*Written instruction 1*. In the post on floating plants and algae control, what daylength change did the writer make?

*Excerpted text*.
»»
# FloatingPlants/Algae Control



## dwalstad (Apr 14, 2006)

Hello Everyone,

I have long advocated floating plants and emergent growth to control algae (my book, Chapter IX), as these plants have several advantages over algae. However, I left out a crucial part-- the role of daylength in getting these plants to grow well in your tank. 

I stumbled on the way to get these plants to grow and control algae just last month when I set up a breeding tank. I kept a trio of Rainbowfish alone in my 55 gal for 10 days. After I removed the fish, the eggs started hatching. I've now got 100's of babies. To avoid the hassle of catching them, I decided to keep them in the 55 gal and try raising them in it.

Baby Rainbowfish like high temperature and still water. They'll die if there's too much water current, so I shut off the filter completely. I put a second heater on the very bottom of the tank to warm up the bottom layer of water and encourage convection currents. After all, the 55 gal is a very tall tank. I also decided to increase the daylength for reasons described at the end of this post. I increased the daylength from 12 hr to 15 hr a day. The amount of lighting (80 watts plus full Northern window light) stayed the same.

In the meantime, this tank also had a bad case of algae- gobs of greeny, fluffy matting all over the floating Water Sprite, which wasn't doing well (yellowish leaves and rotting roots). If I added floating FrogBit to the tank, it would die.

Well, folks, within weeks, the Water Sprite and Frog Bit "greened up" and took off. I now have a solid mass of beautiful floating plants on top. The algae has started disappearing; a mat of it that was stuck to the back glass actually peeled off. Stem plants shot up to the surface growing maybe an inch a day. 

The baby fish are doing great and growing fast. It's lovely when everything works out without any work!
««
Stored data entries
»»
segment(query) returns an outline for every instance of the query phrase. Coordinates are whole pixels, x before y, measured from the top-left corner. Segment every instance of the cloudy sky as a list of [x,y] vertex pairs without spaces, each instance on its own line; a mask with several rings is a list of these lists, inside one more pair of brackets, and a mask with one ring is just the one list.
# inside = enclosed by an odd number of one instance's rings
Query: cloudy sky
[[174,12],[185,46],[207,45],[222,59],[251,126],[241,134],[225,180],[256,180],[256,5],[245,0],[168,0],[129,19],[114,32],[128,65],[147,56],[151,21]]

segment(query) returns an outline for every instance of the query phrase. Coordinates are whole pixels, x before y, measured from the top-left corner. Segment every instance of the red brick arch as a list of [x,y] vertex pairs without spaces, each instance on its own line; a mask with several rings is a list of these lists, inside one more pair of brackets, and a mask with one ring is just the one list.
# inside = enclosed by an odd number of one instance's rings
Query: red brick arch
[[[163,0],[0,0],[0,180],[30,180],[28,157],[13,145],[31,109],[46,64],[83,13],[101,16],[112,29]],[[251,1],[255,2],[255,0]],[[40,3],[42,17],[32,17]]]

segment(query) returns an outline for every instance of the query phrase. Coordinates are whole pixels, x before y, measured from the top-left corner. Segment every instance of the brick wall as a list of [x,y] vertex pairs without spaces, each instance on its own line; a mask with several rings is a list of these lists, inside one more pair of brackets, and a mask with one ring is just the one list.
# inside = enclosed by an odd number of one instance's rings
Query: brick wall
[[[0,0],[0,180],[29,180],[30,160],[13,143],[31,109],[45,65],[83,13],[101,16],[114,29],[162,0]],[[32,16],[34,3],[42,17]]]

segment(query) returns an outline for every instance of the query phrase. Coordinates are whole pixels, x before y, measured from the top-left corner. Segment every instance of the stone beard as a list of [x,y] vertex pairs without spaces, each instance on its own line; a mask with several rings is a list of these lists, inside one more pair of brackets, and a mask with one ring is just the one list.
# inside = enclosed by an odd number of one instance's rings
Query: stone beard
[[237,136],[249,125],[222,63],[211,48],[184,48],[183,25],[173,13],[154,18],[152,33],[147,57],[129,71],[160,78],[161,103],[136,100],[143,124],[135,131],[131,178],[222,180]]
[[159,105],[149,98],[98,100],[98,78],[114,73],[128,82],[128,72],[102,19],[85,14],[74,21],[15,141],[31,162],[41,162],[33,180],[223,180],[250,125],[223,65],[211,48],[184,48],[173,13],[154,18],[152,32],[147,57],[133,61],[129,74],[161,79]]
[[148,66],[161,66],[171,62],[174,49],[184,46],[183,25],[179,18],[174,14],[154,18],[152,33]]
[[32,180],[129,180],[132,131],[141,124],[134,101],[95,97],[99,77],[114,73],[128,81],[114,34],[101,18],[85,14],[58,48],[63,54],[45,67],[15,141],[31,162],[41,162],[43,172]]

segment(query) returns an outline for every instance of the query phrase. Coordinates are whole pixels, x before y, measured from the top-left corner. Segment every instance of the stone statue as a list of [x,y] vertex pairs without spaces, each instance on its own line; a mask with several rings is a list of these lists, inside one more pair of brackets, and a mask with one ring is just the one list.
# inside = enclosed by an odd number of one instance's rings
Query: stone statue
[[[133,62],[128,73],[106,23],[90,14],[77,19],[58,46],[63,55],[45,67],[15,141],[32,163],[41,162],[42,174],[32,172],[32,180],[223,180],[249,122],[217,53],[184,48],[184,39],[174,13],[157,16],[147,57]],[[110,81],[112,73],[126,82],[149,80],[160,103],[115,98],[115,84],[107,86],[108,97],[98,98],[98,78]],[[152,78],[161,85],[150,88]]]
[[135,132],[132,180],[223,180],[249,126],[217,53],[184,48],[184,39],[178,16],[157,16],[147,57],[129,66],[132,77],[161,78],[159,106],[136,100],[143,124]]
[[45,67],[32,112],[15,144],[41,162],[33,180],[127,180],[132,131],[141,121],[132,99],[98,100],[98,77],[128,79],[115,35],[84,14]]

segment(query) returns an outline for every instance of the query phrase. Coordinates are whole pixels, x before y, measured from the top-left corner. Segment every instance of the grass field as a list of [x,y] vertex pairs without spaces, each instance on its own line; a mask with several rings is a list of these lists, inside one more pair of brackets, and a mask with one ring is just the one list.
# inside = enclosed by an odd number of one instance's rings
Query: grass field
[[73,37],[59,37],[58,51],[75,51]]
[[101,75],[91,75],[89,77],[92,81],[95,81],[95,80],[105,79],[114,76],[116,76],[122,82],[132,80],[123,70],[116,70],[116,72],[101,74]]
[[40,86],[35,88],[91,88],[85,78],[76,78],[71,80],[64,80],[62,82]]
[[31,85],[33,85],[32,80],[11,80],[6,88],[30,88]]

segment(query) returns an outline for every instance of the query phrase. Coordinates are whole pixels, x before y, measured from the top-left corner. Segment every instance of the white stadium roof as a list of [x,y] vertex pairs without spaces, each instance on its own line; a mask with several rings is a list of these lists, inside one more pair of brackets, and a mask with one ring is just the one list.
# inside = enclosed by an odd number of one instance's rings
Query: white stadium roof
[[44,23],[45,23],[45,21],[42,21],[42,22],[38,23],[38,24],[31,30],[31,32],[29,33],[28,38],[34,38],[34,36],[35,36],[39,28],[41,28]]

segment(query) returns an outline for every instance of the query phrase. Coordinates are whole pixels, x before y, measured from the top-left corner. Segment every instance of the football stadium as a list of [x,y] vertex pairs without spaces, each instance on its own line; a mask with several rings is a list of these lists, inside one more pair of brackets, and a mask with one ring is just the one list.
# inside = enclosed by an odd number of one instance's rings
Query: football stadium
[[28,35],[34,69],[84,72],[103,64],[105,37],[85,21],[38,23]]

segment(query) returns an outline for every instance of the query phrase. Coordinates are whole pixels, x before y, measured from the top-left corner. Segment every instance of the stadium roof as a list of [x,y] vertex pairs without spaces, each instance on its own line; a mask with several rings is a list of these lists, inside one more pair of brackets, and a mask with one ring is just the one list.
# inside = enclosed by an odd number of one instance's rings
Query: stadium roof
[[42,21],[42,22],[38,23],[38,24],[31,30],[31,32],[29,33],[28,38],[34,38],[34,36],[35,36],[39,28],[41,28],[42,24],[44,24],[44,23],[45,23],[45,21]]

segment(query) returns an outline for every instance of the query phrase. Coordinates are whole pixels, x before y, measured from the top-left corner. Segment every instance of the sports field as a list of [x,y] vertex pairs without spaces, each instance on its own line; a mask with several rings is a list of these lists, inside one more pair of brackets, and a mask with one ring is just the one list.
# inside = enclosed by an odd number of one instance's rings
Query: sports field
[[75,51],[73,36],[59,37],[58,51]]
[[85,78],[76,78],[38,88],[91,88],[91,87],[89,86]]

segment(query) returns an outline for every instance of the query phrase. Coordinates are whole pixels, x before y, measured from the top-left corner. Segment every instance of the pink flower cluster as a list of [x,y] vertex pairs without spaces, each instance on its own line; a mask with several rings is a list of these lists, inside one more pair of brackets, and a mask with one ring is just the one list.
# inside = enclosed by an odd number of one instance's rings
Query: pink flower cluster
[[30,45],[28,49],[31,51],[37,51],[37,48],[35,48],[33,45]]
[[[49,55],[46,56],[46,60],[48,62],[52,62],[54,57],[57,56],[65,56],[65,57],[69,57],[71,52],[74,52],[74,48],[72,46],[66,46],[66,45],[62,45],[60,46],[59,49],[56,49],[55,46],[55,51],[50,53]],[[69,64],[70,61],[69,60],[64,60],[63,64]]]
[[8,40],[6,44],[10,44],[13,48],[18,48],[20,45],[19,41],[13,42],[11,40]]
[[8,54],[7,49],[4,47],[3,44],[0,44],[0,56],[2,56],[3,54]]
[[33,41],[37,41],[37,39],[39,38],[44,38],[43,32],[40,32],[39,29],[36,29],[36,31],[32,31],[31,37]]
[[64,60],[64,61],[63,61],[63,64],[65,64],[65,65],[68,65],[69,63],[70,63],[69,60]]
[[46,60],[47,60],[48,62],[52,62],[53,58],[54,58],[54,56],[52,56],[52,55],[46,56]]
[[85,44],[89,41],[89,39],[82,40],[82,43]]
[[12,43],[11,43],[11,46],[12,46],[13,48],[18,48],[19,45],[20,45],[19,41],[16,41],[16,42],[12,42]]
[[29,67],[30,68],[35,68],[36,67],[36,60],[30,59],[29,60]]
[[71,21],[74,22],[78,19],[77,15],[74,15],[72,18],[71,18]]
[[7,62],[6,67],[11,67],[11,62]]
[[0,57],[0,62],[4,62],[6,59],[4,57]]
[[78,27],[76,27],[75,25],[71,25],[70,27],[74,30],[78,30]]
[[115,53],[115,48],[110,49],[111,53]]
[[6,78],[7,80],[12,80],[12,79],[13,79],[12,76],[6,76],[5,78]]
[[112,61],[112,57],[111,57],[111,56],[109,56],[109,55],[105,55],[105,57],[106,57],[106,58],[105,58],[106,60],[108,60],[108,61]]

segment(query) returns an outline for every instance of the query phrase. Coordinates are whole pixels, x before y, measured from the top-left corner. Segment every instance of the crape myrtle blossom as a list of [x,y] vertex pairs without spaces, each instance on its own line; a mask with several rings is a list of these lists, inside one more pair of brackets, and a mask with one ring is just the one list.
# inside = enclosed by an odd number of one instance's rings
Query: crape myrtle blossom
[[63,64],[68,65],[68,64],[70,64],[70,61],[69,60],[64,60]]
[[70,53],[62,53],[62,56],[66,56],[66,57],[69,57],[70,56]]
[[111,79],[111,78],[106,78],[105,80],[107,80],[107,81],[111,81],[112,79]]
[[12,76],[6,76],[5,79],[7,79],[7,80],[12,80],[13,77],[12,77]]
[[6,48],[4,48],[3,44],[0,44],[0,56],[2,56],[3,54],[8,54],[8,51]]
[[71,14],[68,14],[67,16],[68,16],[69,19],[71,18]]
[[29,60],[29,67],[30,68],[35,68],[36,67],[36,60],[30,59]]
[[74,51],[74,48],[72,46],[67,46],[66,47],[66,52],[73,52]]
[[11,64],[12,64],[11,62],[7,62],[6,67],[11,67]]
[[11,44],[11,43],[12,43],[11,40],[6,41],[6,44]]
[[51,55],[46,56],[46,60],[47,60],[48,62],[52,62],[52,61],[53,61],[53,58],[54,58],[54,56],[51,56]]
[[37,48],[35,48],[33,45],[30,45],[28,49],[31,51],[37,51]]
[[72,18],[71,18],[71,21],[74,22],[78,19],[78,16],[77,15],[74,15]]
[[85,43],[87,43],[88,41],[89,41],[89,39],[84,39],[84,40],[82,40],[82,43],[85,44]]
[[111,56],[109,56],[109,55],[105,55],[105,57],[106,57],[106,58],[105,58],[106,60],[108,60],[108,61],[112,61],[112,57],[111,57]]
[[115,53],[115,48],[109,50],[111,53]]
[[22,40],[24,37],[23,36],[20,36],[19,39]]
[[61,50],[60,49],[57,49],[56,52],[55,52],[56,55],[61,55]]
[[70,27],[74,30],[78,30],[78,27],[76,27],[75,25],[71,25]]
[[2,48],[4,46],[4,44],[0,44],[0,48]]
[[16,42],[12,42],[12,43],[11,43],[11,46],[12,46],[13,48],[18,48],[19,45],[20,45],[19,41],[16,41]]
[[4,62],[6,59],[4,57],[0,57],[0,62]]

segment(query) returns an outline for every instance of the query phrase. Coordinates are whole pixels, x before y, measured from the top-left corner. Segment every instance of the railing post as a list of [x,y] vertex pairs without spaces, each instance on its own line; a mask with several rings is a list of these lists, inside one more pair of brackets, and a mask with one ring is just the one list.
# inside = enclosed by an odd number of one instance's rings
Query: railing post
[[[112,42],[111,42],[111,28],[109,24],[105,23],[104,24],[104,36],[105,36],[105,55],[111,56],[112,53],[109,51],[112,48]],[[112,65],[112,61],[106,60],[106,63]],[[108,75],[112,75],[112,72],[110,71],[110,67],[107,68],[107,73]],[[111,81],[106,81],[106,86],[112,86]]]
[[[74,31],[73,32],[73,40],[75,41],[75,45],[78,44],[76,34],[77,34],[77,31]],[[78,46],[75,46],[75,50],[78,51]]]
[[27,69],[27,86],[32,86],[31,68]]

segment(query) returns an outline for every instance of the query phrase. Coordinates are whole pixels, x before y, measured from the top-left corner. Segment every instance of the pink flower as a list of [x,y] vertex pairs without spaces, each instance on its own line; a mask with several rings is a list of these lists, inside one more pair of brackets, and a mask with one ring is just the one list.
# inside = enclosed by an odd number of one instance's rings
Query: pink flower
««
*Written instruction 2*. Print the lines of the records from the line containing "of the sports" up to and including the line containing "[[85,78],[76,78],[38,88],[91,88],[91,87],[89,86]]", unchanged.

*Worked answer 1*. The daylength was increased from 12 hours to 15 hours a day.

*Worked answer 2*.
segment(query) returns an outline for every instance of the query phrase. Coordinates are whole pixels, x before y, measured from the top-left corner. Segment every instance of the sports field as a list of [x,y] vertex pairs without spaces, each instance on its own line; a mask with several rings is a list of these lists, inside one more pair of brackets, and a mask with one ring is just the one list.
# inside = enclosed by an odd number of one instance's rings
Query: sports field
[[75,51],[73,36],[59,37],[58,51]]
[[85,78],[76,78],[38,88],[91,88],[91,87],[89,86]]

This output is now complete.